• [Required action]: In the material below, find every line containing "Target" and copy that line.

• [Dataset]:
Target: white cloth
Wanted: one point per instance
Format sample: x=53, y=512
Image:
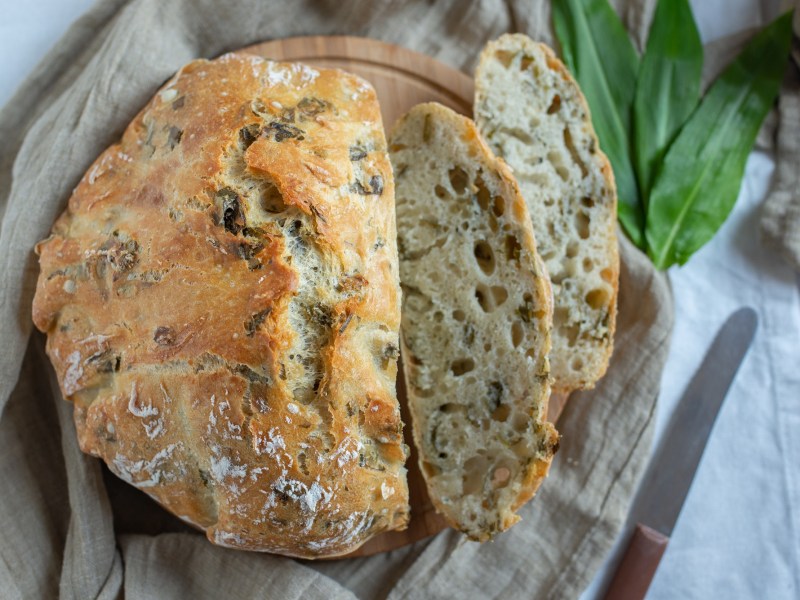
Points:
x=739, y=533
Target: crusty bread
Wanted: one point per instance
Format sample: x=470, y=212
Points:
x=532, y=114
x=476, y=324
x=221, y=299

• [Expected answer]:
Target: white cloth
Target: crusty bread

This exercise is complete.